§ **Text segment**
— begin —

# What sports do you guys do with your dogs?



## SPS (Sep 14, 2008)

So... what dog sports do you guys do with your pups? Do you actively compete in any? Angel and I do agility, although we've only competed in one trial so far (last weekend, and we got 4 Q's! No titles yet though).


----------



## TurnerPack (Aug 22, 2008)

None but I would like to get involved in some. There are not many events of any sport where I live. I think We have a few flyball teams but neither of my dogs are ball motivated. I would like to get started with agility, weight pull, and I think my Jazz would be good at lure coursing. I am still doing some research to see if I can find anything in my area.


----------



## chowder (Sep 7, 2008)

— end —

§ **Data extract**
— begin —

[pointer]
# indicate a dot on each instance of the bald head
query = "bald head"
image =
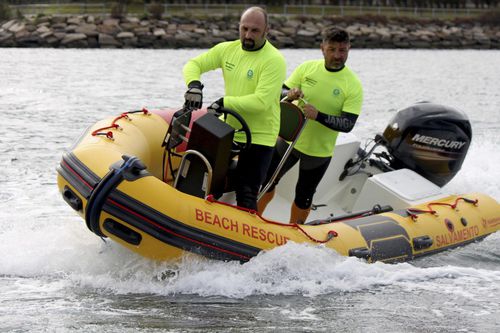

— end —

§ **Task requirements**
In the dog sports thread, why doesn't TurnerPack take up flyball even though there may be teams in the area? Answer in one to three sentences.

§ **Result of the exercise**
Neither of TurnerPack's dogs is ball motivated. That is why flyball is set aside even though there may be a few teams nearby.